* _What you need to do_:
1. According to the winter sports grades below, what record does the women's ice hockey team have through 18 games?
2. From the winter sports grades below, transcribe the passage that begins with the words containing "Those numbers are" and ends with "in the season.".

Gifting grades: The Chronicle sports team’s final assessment grades for the winter sports teams heading into the holidays

Women’s ice hockey: A+

What do a Tiger, Bulldog and an Engineer have in common? They’ve all lost to the Bobcats.

Through 18 games this season, the Quinnipiac women’s ice hockey team is 15-1-2 and was ranked No. 4 in the USCHO and USA Today polls. It’s the squad’s highest consensus ranking since the third week of the 2016-17 season.

The Bobcats’ well-rounded play keeps the train going. On the offensive end, a combined 43 points from their first line of forwards sophomore Olivia Mobley, senior Lexie Adzija and junior Jess Schryver has paved the way for Quinnipiac, leading it to sixth in the nation in goals for.

Defensively, the Bobcats have been just as solid, sitting in the same position for goals against while only allowing eight goals in their last nine games. The goaltending duo of graduate student Corinne Schroeder and senior Logan Angers has been excellent, with the former leading the nation in both goals against average and save percentage. Both combine to tally five shutouts on the season.

With No. 1 Wisconsin on the horizon in early January, Quinnipiac has a big test ahead of it. But if their play so far this season has been a sign of things to come, it is certainly up to the task. — Cameron Levasseur, associate sports editor

Women’s basketball: B+

Non-conference matchups are always a fun surprise. One day you’re playing the Indiana Hoosiers, who were No. 4 in the country at the time, and then a week later you’re dominating Hartford by nearly 50 points.

The Bobcats’ success has come from their 3-point shooting, which has just been ruthless. The team is shooting an absurd .410 from beyond the arc. The next best 3-point shooting team in the MAAC is Fairfield at .310. Junior guard Sajada Bonner (8 of 16), senior guard Amani Free (8 of 16), junior forward Cur’Tiera Haywood (9 of 19) and senior guard Rose Caverly (13 of 30) have led the shooting barrage.

Those numbers are so good it’s tempting to believe they’re not sustainable, but why shouldn’t they be? Chalk it up to some soft out-of-conference competition if you like, but this team’s offense was always going to be built on the 3-ball. It’s a fantastic sign to see the team working to its strengths this early in the season.

A record of 4-3 may be uninspiring to some. But this team is what it was supposed to be: well-rounded, deep and disciplined. Head coach Tricia Fabbri will want results soon, so an A grade is just out of reach, but the wins will come. — Riley Millette, sports editor

Men’s basketball: C

The Bobcats are an enigma. With a core that is primed for a tournament run, Quinnipiac is a team on paper that can run the table in the MAAC. 

Well, kind of. The Bobcats played competitively against a Maryland team that was No. 21 in the nation and then rattled off a three-game win streak, emphasized with a 50-point win over Western New England. The Bobcats proceeded to pull off a three-game stretch where they were outscored 225-189 by opponents and fell back down to under .500.

* _Data lines_:

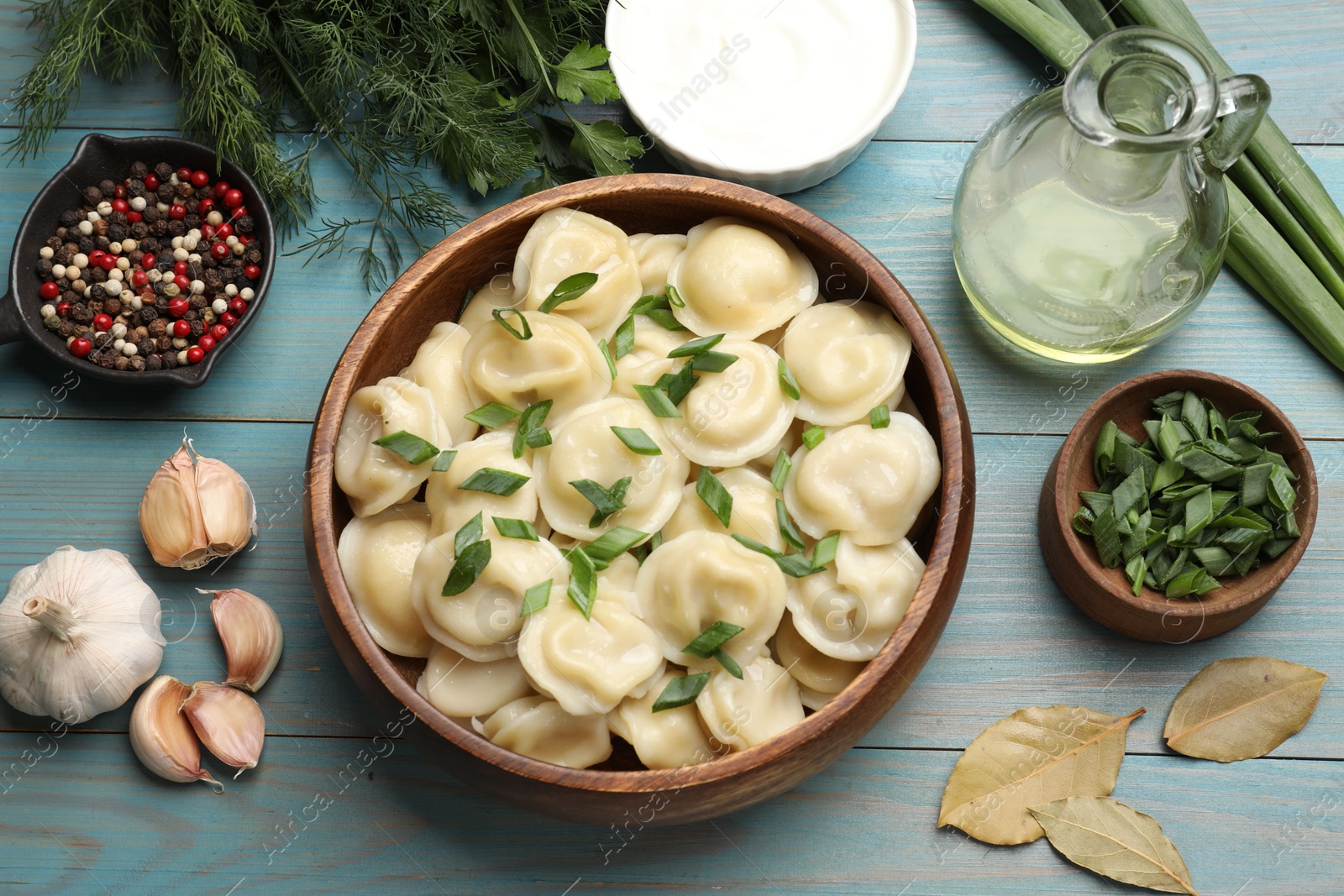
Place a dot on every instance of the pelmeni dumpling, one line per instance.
(564, 242)
(820, 678)
(753, 510)
(648, 360)
(464, 688)
(591, 665)
(848, 358)
(749, 711)
(655, 254)
(665, 739)
(701, 578)
(585, 448)
(376, 558)
(867, 483)
(480, 308)
(374, 477)
(850, 609)
(454, 506)
(438, 367)
(483, 622)
(739, 280)
(732, 417)
(561, 363)
(539, 728)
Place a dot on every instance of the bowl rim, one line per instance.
(1084, 555)
(953, 520)
(905, 45)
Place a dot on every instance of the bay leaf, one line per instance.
(1113, 840)
(1242, 708)
(1034, 757)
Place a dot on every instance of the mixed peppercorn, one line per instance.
(152, 273)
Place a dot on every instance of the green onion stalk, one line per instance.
(1287, 234)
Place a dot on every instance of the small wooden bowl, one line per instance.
(432, 291)
(1105, 594)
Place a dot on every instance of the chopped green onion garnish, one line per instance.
(412, 449)
(528, 422)
(615, 543)
(682, 692)
(638, 439)
(511, 528)
(499, 318)
(568, 291)
(712, 638)
(535, 598)
(658, 401)
(467, 567)
(788, 385)
(492, 416)
(503, 483)
(714, 495)
(696, 345)
(780, 472)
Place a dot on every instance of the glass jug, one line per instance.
(1092, 219)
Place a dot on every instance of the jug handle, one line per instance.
(1242, 101)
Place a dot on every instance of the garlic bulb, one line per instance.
(195, 510)
(163, 738)
(228, 721)
(252, 636)
(78, 634)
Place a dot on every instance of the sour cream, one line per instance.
(761, 89)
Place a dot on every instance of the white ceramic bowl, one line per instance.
(648, 103)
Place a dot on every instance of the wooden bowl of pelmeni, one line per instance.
(663, 521)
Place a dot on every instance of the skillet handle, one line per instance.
(10, 324)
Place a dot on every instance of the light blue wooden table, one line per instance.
(80, 815)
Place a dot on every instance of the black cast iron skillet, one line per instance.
(97, 157)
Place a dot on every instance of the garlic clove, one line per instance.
(161, 735)
(228, 506)
(171, 517)
(252, 636)
(228, 721)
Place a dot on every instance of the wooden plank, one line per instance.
(969, 70)
(894, 201)
(1012, 640)
(87, 820)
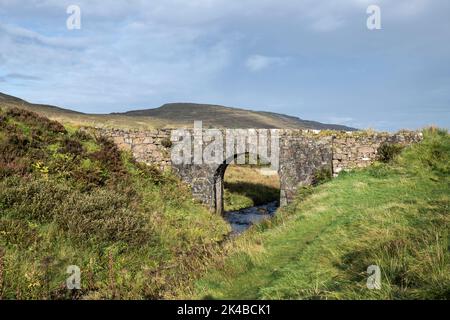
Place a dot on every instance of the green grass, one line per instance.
(67, 198)
(393, 215)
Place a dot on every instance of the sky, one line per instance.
(315, 59)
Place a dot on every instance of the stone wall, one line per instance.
(302, 154)
(145, 146)
(360, 149)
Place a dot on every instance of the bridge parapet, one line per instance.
(302, 153)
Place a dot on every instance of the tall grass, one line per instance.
(393, 215)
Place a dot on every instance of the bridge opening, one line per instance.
(245, 192)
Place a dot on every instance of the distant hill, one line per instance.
(227, 117)
(173, 115)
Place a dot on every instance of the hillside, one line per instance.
(172, 116)
(395, 216)
(226, 117)
(67, 198)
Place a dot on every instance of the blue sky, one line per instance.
(309, 58)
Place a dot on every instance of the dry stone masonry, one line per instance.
(302, 154)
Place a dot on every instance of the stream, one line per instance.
(241, 220)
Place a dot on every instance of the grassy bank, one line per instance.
(392, 215)
(67, 198)
(245, 187)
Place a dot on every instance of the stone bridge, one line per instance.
(302, 154)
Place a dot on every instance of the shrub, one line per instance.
(103, 215)
(33, 119)
(71, 146)
(388, 151)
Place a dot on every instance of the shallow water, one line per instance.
(241, 220)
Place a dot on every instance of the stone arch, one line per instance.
(218, 183)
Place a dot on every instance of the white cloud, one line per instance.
(258, 62)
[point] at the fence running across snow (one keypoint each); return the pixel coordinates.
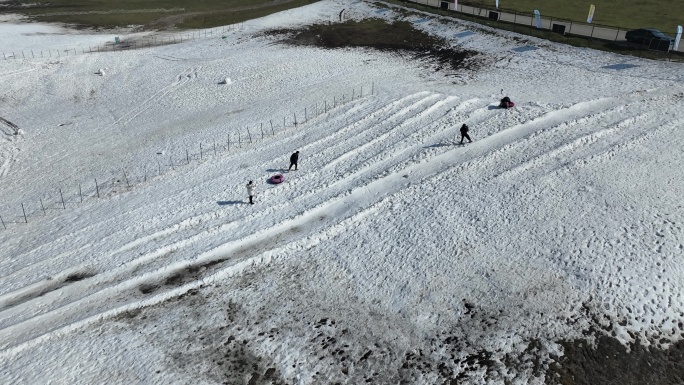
(124, 179)
(555, 29)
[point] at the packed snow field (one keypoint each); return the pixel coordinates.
(392, 255)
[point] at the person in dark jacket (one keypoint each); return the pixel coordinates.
(250, 192)
(294, 158)
(464, 133)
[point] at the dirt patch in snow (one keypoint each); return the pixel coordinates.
(608, 362)
(398, 38)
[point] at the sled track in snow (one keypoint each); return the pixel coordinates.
(409, 124)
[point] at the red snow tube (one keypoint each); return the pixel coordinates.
(279, 178)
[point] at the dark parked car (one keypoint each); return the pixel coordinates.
(648, 37)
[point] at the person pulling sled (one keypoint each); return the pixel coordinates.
(506, 102)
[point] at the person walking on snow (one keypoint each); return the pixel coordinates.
(250, 192)
(293, 160)
(464, 133)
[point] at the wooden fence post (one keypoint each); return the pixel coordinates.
(24, 210)
(62, 195)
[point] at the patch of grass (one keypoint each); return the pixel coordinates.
(626, 14)
(156, 14)
(227, 17)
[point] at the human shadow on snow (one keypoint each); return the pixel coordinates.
(226, 203)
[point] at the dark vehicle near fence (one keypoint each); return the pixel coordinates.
(649, 37)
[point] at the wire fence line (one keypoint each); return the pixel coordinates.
(124, 43)
(562, 30)
(126, 178)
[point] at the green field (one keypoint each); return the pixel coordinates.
(152, 14)
(664, 15)
(168, 14)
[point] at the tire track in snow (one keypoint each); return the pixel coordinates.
(140, 108)
(266, 149)
(118, 273)
(344, 205)
(340, 204)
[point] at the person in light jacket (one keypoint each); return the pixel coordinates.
(464, 133)
(294, 158)
(250, 192)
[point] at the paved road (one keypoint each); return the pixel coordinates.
(575, 28)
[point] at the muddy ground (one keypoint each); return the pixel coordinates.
(398, 38)
(607, 361)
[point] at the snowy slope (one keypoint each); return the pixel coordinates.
(393, 254)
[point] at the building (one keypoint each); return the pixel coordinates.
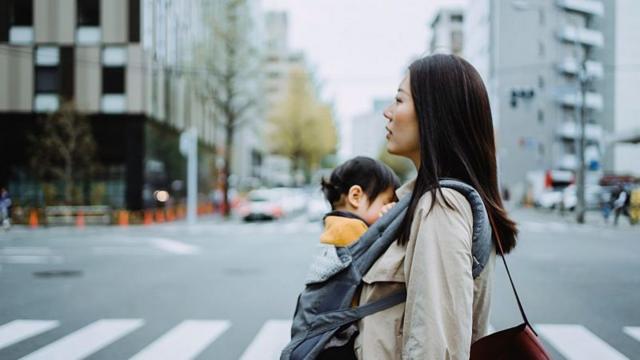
(131, 67)
(447, 31)
(280, 60)
(529, 54)
(622, 74)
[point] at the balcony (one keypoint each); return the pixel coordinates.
(114, 103)
(593, 100)
(21, 35)
(88, 35)
(584, 36)
(44, 103)
(588, 7)
(571, 66)
(570, 130)
(567, 162)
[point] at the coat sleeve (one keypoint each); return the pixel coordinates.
(439, 309)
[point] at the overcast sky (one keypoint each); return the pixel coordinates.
(360, 49)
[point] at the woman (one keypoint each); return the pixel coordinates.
(441, 121)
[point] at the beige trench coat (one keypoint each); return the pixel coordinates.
(446, 309)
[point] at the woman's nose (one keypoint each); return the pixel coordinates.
(387, 112)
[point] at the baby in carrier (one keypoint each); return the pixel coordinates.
(359, 192)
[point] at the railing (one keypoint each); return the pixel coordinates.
(589, 7)
(581, 35)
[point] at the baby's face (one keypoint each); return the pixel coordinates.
(370, 211)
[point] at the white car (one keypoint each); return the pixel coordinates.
(262, 204)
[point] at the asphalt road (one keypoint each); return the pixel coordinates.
(227, 290)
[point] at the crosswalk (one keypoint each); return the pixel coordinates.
(189, 338)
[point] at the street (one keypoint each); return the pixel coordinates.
(227, 290)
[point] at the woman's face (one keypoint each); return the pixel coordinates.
(403, 137)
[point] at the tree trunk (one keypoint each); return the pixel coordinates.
(68, 182)
(227, 167)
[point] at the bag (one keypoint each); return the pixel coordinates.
(324, 309)
(520, 342)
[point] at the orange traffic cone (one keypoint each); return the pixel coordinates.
(123, 218)
(33, 219)
(171, 215)
(148, 218)
(159, 216)
(80, 219)
(180, 212)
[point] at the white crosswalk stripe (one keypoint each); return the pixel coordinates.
(191, 337)
(271, 339)
(87, 340)
(19, 330)
(185, 341)
(634, 332)
(175, 247)
(576, 342)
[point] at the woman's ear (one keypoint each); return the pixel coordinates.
(354, 196)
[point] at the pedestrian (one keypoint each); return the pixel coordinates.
(5, 204)
(441, 121)
(621, 205)
(359, 191)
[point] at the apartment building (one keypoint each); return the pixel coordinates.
(529, 54)
(447, 31)
(130, 66)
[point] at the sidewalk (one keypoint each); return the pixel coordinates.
(592, 218)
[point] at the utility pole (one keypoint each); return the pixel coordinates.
(189, 148)
(583, 81)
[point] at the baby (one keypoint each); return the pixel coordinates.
(359, 192)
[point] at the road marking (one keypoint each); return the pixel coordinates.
(25, 250)
(19, 330)
(175, 247)
(577, 342)
(87, 340)
(185, 341)
(634, 332)
(271, 339)
(31, 259)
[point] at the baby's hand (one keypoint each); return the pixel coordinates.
(386, 208)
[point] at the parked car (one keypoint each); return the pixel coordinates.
(262, 204)
(594, 195)
(548, 187)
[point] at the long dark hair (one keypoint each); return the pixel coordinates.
(373, 176)
(456, 138)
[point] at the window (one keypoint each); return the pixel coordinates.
(88, 12)
(113, 80)
(21, 12)
(47, 78)
(114, 60)
(19, 21)
(541, 48)
(456, 18)
(47, 70)
(540, 116)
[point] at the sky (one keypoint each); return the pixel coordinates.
(359, 49)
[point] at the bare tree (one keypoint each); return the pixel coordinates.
(301, 127)
(64, 149)
(229, 75)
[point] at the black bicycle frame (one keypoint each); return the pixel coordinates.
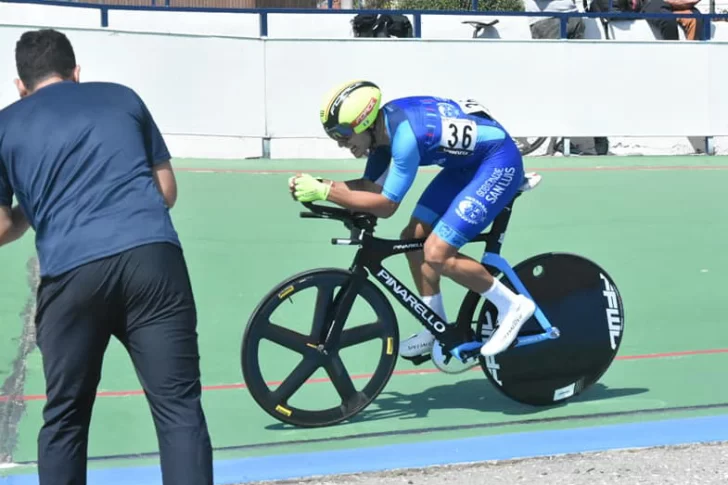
(368, 259)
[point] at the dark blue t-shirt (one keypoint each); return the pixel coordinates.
(78, 158)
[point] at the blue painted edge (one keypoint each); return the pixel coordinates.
(431, 453)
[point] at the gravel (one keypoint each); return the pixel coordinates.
(696, 464)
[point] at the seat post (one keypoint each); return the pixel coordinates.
(494, 240)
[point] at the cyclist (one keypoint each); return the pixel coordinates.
(482, 170)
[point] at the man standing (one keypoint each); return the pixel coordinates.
(92, 176)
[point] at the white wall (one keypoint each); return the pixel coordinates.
(287, 25)
(219, 96)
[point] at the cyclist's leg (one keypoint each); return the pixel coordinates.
(432, 204)
(471, 212)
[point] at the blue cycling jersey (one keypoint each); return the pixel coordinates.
(429, 130)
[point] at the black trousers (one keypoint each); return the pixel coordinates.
(143, 297)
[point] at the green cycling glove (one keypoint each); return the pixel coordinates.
(309, 189)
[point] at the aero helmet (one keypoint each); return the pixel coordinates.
(350, 108)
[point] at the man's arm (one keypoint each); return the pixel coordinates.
(159, 157)
(166, 182)
(13, 224)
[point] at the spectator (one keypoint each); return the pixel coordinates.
(91, 174)
(668, 27)
(550, 27)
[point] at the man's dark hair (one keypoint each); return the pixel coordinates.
(40, 54)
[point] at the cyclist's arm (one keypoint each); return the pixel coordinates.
(375, 172)
(405, 162)
(363, 185)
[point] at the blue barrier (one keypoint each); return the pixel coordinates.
(416, 14)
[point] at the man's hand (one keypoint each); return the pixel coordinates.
(306, 188)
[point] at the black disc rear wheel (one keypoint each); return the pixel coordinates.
(305, 337)
(581, 300)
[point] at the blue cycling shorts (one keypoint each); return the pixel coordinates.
(460, 203)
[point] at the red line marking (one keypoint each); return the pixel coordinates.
(632, 168)
(227, 387)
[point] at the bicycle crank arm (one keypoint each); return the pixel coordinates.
(550, 334)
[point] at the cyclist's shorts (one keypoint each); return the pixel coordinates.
(460, 203)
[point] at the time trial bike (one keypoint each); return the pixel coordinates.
(563, 349)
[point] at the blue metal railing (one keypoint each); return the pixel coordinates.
(416, 14)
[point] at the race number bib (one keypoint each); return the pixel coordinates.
(458, 135)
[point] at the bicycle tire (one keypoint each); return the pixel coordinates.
(280, 409)
(582, 301)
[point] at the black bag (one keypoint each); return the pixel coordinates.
(372, 25)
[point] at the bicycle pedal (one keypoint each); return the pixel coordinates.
(418, 359)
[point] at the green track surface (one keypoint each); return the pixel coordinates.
(657, 227)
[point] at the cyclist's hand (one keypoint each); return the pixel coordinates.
(292, 186)
(309, 189)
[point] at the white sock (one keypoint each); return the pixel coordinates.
(435, 304)
(500, 295)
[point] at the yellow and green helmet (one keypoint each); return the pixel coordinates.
(350, 108)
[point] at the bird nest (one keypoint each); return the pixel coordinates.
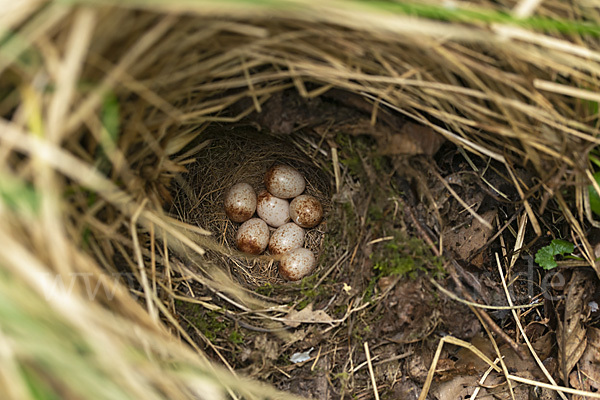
(243, 154)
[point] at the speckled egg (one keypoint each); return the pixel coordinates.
(286, 238)
(253, 236)
(240, 202)
(273, 210)
(297, 264)
(306, 211)
(284, 181)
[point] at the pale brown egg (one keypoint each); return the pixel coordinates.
(253, 236)
(286, 238)
(240, 202)
(297, 264)
(284, 181)
(306, 211)
(273, 210)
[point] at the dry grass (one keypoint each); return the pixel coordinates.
(99, 98)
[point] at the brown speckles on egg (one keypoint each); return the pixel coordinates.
(284, 181)
(240, 202)
(286, 238)
(253, 236)
(273, 210)
(306, 211)
(297, 264)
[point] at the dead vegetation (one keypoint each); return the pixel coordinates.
(449, 141)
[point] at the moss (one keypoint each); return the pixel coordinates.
(404, 256)
(211, 323)
(266, 290)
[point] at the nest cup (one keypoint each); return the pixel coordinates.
(242, 154)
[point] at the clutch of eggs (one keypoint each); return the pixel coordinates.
(274, 209)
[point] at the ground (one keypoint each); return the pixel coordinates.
(418, 232)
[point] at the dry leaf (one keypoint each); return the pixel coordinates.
(570, 333)
(307, 315)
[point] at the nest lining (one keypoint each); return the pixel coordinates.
(242, 154)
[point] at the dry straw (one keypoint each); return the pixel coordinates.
(98, 99)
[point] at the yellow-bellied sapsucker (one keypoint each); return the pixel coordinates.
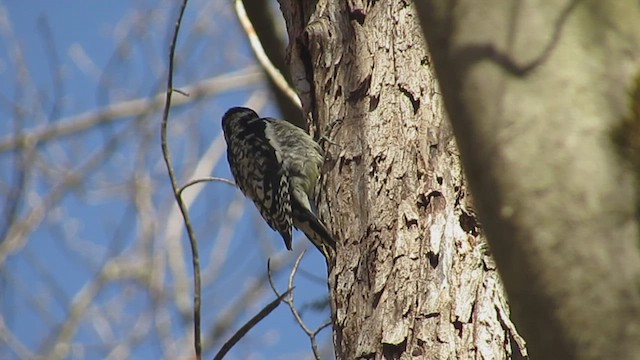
(277, 165)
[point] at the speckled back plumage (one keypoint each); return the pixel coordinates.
(250, 157)
(277, 165)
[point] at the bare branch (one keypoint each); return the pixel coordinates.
(129, 109)
(174, 184)
(250, 324)
(290, 302)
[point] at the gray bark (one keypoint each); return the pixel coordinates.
(412, 278)
(534, 89)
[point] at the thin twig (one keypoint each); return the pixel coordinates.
(250, 324)
(129, 109)
(205, 179)
(311, 334)
(262, 57)
(174, 184)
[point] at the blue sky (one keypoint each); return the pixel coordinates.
(83, 55)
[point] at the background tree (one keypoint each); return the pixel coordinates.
(535, 91)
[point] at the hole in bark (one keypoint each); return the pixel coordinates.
(458, 326)
(422, 201)
(357, 15)
(434, 259)
(415, 103)
(468, 223)
(376, 299)
(391, 351)
(373, 102)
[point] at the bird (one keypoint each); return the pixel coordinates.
(277, 165)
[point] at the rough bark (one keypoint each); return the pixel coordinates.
(412, 277)
(534, 90)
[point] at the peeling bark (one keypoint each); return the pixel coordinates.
(412, 277)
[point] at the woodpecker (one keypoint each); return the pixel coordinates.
(277, 165)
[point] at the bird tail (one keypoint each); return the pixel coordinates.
(310, 225)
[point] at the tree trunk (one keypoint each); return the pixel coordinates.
(412, 277)
(534, 90)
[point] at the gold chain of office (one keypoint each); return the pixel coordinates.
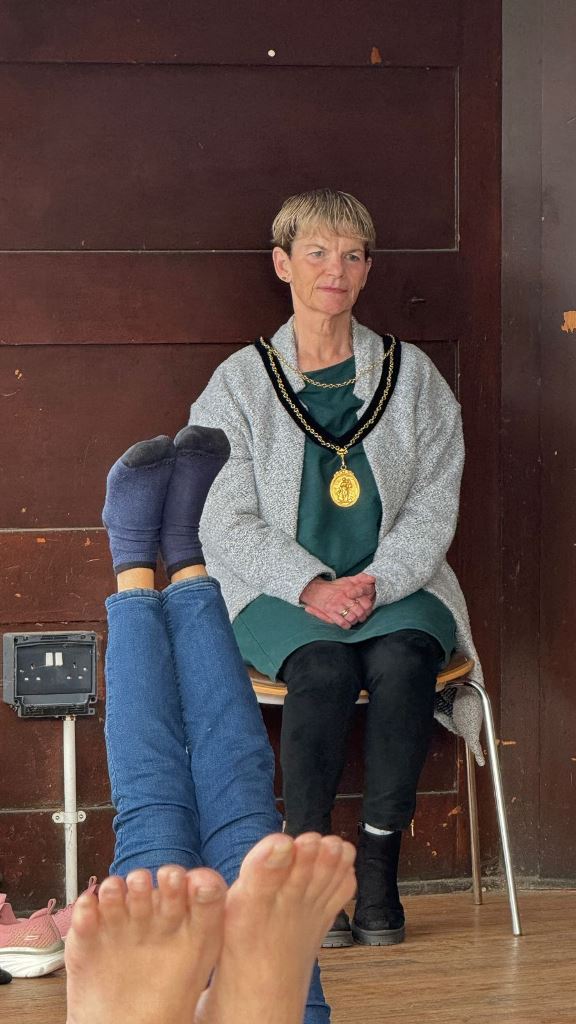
(311, 380)
(344, 488)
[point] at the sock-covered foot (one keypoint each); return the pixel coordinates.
(201, 453)
(278, 911)
(135, 494)
(137, 955)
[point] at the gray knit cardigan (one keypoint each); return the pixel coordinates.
(416, 453)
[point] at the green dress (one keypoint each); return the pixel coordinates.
(269, 630)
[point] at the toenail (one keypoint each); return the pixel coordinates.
(136, 882)
(208, 894)
(280, 854)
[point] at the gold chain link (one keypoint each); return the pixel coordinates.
(311, 380)
(339, 450)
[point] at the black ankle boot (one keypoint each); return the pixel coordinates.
(378, 920)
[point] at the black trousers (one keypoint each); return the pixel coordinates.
(323, 680)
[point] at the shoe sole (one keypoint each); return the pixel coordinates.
(337, 940)
(385, 937)
(31, 964)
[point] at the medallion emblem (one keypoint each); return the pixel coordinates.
(344, 488)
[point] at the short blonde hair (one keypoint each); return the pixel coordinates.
(339, 212)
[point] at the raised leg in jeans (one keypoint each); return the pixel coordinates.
(152, 783)
(232, 761)
(191, 765)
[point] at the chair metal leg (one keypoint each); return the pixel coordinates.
(499, 798)
(475, 830)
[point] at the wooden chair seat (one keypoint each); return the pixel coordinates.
(272, 691)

* _Solution list_:
1. 15-1-2

2.
Those numbers are so good it’s tempting to believe they’re not sustainable, but why shouldn’t they be? Chalk it up to some soft out-of-conference competition if you like, but this team’s offense was always going to be built on the 3-ball. It’s a fantastic sign to see the team working to its strengths this early in the season.